• [WHAT THE TASK ASKS]:
Please answer these questions from the figure legends on the Ad5hr-SIV trial below:
(a) In which week did the intrarectal SIV_mac251 challenge take place?
(b) How many healthy humans were included in the anti-glycan antibody comparison?
(c) Which test was used to calculate the P-values comparing the two time points for overall immunoglobulin levels?

• [SELECTED EXCERPT]:
--- START ---

Figure 1. Immunization schedule for the Ad5hr-SIV trial.

Each of the macaques underwent the same schedule. Ad5hr-SIV recombinant immunogens were administered at weeks 0 and 12 followed by envelope boosts at weeks 24 and 36. Intrarectal SIV_mac251 challenge occurred at week 42. Blood serum and plasma samples were collected at weeks 0, 38, 46, and 64.

Figure 2. Comparison of anti-glycan antibody profiles in macaques and humans.

Heat map showing glycan binding of circulating IgG (A) and IgM (B) in pre-vaccinated macaques (n = 38) and healthy humans (n = 30). Columns correspond to individual glycans organized into glycan families (see legend). Rows represent individual humans and macaques, which have been sorted by hierarchical clustering. Macaques and humans have highly similar repertoires of anti-glycan antibodies. Highlighted glycans are (1) 2′FucLac, (2) Hya8, (3) P1, (4) Ovalbumin, (5) LeA, (6) alpha-gal, (7) Forssman di, (8) Ac-Tn(Thr)-G-21, and (9) Ac-Tn(Thr)-Tn(Thr)-Tn(Thr)-G. Normalized data are plotted on a log 2 scale with a floor value of 7.2 (colored black).

Figure 3. Changes in overall immunoglobulin levels.

Overall levels of immunoglobulin (A  =  IgG, B  =  IgM, C  =  IgA) were measured in macaques (n = 30) at two time points – week 0 (prior to-vaccination and SIV challenge) and week 64 (after vaccination and SIV challenge). Dashed lines indicate the median values for each time point. P-values for comparison of the two time points were calculated with the Mann-Whitney test. Additionally, histograms show the fold changes in overall immunoglobulin (D  =  IgG, E  =  IgM, F  =  IgA) occurring after vaccination and SIV challenge.

--- END ---

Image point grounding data
--- START ---

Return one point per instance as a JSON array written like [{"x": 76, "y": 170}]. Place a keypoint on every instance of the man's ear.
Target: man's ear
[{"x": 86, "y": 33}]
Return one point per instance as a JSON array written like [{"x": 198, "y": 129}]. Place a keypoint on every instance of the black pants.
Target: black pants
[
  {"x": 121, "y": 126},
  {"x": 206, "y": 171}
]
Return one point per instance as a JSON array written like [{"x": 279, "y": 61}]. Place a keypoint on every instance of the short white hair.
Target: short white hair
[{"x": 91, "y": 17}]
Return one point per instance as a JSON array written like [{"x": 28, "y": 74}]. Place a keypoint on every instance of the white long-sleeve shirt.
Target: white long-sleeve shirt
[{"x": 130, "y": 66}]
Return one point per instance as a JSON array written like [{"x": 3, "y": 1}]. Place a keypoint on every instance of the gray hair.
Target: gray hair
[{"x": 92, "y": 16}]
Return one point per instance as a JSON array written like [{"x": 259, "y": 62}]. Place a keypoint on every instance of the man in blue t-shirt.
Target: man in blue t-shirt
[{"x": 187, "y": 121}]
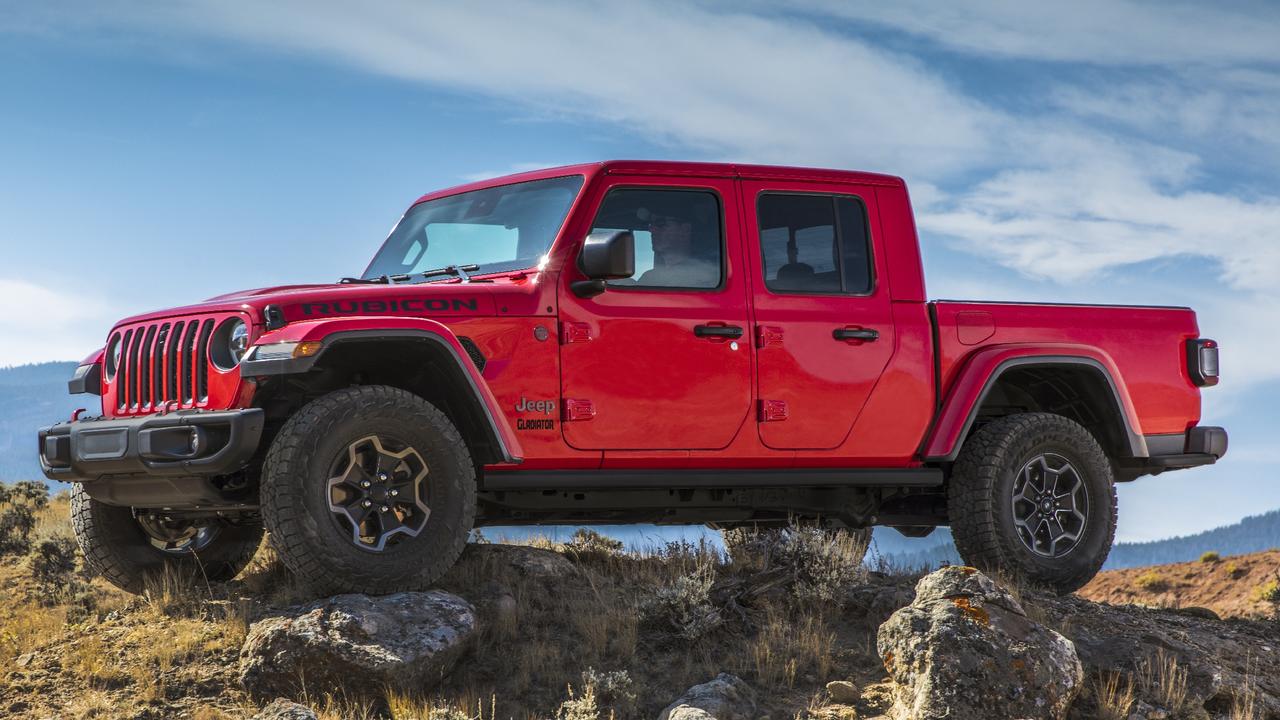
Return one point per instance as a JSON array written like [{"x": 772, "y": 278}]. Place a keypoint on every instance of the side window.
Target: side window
[
  {"x": 679, "y": 236},
  {"x": 814, "y": 244}
]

--- END ---

• [EXPECTED OUTPUT]:
(a) Week 42
(b) 30
(c) The Mann-Whitney test